- [EXERCISE DIRECTIONS]
If a line in the entries below includes "ceiling", show that line.

- [PROVIDED INFORMATION]
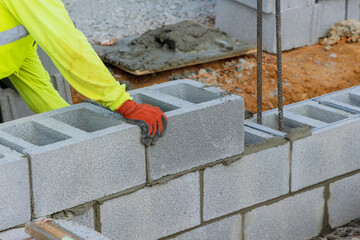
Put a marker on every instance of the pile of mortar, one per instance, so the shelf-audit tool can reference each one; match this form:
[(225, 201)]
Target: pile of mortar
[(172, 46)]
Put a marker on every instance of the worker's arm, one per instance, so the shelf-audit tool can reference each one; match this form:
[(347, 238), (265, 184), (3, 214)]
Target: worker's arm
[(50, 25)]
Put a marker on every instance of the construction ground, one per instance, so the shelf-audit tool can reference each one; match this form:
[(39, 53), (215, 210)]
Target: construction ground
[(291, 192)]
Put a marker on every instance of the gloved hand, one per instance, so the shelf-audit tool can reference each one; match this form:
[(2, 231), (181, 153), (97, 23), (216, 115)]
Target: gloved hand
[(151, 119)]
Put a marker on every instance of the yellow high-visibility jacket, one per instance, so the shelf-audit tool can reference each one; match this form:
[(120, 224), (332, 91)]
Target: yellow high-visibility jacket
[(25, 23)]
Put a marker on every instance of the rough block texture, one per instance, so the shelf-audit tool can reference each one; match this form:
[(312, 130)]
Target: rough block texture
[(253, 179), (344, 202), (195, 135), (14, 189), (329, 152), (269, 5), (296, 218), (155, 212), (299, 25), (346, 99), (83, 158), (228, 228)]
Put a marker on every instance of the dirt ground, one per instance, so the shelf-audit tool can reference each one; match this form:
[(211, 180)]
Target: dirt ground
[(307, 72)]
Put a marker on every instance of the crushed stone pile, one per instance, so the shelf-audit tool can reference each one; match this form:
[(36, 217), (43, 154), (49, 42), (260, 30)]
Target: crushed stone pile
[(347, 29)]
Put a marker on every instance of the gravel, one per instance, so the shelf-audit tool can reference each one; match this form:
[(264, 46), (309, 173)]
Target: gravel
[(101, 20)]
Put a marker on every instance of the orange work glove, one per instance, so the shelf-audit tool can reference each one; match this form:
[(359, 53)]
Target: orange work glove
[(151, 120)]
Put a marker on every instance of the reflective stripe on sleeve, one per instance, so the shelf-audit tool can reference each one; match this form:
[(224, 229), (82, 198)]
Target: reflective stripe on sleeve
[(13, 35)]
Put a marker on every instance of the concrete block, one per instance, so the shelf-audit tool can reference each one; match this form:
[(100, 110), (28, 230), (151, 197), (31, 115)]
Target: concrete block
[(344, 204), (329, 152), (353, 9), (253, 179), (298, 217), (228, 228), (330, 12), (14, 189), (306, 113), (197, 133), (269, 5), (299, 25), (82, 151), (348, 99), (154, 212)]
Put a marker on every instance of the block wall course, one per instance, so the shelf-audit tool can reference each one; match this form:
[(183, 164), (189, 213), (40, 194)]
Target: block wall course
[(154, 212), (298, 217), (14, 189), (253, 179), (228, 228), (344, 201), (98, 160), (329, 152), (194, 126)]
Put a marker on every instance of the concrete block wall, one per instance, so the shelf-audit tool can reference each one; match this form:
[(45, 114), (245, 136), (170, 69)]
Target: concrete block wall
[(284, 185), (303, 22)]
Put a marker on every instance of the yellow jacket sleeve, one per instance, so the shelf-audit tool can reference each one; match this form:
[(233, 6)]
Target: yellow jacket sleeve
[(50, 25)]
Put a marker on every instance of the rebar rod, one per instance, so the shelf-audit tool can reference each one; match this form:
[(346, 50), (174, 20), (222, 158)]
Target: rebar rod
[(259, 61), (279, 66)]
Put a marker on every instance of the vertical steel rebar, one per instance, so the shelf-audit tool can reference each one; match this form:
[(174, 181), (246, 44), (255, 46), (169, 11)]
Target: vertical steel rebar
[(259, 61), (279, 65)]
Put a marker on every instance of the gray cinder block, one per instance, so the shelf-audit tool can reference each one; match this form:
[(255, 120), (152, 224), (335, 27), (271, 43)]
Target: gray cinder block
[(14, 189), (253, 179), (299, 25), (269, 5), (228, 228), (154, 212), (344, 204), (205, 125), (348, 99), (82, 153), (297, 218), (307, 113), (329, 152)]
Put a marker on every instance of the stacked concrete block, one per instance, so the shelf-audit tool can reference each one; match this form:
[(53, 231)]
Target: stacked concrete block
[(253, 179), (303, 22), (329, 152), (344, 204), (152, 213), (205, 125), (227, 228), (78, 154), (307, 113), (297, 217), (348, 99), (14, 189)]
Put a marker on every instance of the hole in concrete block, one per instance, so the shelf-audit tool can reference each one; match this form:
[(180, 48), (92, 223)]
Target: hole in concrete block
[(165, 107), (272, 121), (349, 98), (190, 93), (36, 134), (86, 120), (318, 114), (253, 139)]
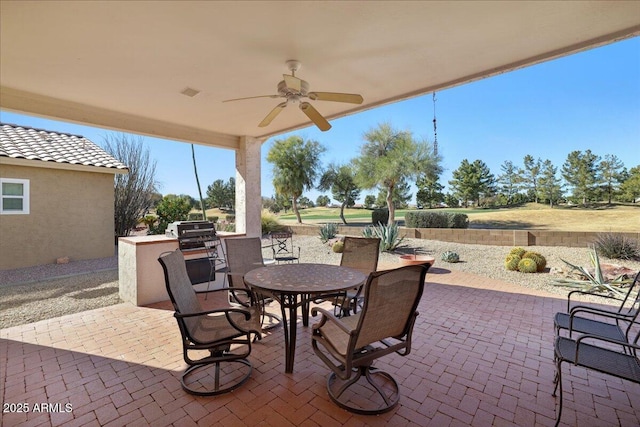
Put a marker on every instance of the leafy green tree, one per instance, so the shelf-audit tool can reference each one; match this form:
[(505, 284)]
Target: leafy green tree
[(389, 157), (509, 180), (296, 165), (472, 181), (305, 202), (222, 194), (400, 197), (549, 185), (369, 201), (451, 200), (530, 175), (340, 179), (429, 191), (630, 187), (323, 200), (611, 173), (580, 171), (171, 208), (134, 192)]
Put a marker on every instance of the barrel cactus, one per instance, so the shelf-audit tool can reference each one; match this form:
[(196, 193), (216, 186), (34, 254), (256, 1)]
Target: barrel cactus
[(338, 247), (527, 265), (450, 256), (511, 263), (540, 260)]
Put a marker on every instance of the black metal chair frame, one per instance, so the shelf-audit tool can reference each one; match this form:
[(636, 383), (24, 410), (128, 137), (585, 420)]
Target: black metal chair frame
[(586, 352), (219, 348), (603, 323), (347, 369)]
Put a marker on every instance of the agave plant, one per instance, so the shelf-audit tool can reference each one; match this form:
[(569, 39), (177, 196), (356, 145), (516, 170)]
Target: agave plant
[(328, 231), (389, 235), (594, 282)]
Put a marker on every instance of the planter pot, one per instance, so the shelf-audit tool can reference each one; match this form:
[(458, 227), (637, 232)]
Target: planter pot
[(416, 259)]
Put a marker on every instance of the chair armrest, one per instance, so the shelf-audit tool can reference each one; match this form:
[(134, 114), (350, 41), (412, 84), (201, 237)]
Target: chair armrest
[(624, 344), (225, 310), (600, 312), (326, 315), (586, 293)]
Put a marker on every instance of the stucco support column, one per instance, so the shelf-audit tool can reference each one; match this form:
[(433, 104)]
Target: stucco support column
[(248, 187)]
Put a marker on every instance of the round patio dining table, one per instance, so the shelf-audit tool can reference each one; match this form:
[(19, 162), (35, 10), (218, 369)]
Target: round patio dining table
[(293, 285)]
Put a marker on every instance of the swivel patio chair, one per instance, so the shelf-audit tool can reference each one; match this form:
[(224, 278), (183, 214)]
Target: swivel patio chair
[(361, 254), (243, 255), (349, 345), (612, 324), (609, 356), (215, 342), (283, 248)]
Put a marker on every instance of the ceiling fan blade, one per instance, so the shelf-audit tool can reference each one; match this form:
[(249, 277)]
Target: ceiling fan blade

- [RESULT OF THE TASK]
Put a marker on every instance of the ceiling fan blade, one per instance, so the shelf-audit tool can reference each one; match this form:
Target: ceiling fan blade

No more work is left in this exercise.